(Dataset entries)
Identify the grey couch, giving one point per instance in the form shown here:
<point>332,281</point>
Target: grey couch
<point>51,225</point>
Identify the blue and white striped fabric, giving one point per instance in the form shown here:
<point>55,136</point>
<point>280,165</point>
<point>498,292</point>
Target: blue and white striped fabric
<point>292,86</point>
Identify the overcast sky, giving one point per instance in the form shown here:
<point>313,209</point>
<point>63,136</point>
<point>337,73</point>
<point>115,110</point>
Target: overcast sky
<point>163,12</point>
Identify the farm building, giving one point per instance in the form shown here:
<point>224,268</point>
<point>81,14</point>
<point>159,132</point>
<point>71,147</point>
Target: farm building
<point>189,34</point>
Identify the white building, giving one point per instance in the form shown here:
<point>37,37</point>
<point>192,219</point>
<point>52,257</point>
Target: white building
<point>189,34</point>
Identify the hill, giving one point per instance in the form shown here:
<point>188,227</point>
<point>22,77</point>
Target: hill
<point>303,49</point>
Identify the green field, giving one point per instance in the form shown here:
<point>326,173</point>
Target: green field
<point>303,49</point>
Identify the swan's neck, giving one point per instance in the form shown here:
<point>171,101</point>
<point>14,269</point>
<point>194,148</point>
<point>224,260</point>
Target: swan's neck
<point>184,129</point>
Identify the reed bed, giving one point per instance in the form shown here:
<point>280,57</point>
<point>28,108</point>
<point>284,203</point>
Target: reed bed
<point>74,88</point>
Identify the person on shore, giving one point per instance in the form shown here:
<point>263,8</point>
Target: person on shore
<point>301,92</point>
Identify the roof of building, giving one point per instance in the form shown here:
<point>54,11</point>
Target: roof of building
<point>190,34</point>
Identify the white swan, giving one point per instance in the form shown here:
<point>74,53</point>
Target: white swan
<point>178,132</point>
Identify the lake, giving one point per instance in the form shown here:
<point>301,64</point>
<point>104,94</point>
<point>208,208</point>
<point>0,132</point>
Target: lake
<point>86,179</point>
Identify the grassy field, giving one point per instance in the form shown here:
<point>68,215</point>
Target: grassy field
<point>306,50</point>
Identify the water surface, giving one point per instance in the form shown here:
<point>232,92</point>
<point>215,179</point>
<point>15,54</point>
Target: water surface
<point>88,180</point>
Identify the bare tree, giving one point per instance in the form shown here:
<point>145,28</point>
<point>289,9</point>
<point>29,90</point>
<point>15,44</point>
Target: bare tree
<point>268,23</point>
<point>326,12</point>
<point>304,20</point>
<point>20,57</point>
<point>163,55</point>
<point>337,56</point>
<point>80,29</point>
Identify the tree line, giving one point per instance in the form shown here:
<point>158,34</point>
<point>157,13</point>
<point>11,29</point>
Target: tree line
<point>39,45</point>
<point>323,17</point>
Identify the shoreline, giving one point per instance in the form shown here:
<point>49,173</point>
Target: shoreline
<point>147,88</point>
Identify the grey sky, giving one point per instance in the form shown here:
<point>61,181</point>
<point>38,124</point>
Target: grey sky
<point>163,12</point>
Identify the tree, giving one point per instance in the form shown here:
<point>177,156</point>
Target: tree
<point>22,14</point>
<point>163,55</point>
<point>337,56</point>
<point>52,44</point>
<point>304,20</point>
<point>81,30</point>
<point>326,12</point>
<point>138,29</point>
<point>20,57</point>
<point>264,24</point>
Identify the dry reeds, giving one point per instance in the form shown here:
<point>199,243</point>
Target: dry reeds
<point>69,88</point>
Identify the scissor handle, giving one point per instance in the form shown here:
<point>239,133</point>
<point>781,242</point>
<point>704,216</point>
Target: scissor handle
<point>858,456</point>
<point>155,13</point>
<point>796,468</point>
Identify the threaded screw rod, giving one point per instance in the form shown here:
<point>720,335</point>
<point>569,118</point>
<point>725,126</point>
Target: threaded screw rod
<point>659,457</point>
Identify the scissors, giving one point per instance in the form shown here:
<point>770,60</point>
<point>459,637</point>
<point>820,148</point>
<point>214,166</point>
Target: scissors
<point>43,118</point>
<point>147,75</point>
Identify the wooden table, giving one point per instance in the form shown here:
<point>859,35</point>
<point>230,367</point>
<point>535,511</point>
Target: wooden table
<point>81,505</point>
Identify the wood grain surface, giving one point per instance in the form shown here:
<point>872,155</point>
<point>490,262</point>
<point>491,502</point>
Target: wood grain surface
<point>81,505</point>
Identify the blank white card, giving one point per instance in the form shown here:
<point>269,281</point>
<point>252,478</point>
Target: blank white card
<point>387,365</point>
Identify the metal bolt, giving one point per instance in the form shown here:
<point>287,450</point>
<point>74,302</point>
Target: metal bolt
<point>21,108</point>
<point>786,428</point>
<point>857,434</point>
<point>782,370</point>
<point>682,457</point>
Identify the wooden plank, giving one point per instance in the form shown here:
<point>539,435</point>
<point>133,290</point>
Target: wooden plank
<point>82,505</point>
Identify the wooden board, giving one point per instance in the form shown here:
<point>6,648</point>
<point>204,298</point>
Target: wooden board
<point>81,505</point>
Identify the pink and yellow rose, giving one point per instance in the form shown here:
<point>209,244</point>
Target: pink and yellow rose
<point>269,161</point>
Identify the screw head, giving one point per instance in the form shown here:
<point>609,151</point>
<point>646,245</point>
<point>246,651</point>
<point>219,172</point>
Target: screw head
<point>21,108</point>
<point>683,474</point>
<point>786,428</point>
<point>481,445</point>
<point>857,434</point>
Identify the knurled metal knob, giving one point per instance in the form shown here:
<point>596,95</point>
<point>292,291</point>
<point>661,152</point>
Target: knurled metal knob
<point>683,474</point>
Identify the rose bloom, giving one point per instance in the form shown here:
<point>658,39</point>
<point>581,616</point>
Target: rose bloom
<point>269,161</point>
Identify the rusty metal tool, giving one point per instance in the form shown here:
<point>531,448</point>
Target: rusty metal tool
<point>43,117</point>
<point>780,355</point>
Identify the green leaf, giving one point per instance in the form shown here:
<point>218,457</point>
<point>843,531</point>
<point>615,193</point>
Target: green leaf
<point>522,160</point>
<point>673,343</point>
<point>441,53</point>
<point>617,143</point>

• **WHAT THIS TASK INVOLVES**: The first line of the entries above marks where to begin; repeat each line exactly through the one that contains "<point>115,110</point>", and include that line.

• **RESPONSE TO THE EXERCISE**:
Identify the grey couch, giving one point per instance in the form shown here:
<point>332,281</point>
Target: grey couch
<point>51,225</point>
Identify the blue and white striped fabric, giving one point per instance in the form shown here:
<point>55,136</point>
<point>280,165</point>
<point>498,292</point>
Target: blue and white striped fabric
<point>292,86</point>
Identify the overcast sky, giving one point per instance in the form shown here:
<point>313,209</point>
<point>63,136</point>
<point>337,73</point>
<point>115,110</point>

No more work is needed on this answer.